§ **Goal**: Copy the stretch from the line containing "Where can you find the ornate" through the end of the listing, changing "ornate column" to "carved pillar" and leaving everything else the same.

§ **Record list**:
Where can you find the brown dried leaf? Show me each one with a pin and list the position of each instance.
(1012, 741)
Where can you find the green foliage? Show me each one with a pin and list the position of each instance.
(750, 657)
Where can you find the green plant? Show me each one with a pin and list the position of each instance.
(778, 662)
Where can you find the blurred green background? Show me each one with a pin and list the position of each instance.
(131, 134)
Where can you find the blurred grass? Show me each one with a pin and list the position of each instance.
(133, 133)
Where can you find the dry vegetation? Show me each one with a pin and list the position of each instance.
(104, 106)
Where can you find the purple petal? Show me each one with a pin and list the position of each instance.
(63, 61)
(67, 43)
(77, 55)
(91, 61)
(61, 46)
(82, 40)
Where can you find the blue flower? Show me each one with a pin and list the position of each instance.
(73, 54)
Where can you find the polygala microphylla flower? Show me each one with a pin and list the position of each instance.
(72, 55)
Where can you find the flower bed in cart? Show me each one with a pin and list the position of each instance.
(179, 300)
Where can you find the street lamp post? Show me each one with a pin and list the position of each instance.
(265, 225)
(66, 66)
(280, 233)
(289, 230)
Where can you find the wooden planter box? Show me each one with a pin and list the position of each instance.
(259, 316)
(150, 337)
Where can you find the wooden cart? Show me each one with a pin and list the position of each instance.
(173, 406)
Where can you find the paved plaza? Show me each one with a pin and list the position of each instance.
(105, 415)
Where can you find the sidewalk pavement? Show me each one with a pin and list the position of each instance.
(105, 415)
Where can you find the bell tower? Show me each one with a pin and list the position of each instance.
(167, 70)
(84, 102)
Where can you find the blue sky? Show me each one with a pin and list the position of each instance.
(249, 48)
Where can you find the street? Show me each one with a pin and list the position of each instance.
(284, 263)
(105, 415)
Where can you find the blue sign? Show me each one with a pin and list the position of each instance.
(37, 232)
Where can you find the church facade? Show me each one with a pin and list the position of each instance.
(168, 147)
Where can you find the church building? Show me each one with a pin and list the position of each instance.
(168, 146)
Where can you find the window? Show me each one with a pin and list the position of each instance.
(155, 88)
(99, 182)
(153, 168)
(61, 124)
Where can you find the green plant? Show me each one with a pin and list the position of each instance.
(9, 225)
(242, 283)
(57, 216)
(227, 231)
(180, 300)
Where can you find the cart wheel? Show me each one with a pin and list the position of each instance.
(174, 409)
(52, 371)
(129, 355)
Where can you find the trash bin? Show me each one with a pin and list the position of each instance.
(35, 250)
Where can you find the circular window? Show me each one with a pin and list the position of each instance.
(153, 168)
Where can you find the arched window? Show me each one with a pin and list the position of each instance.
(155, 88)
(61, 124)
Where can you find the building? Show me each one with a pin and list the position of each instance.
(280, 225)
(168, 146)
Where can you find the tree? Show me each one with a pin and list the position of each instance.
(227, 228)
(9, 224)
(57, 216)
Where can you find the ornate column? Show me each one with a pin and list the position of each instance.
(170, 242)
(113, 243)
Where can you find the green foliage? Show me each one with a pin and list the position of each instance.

§ **Solution for this problem**:
Where can you find the carved pillar? Show me each one with a pin and list the position of each instance.
(170, 242)
(113, 243)
Where can you find the green foliage? Show me each one with a pin and list the position of each instance.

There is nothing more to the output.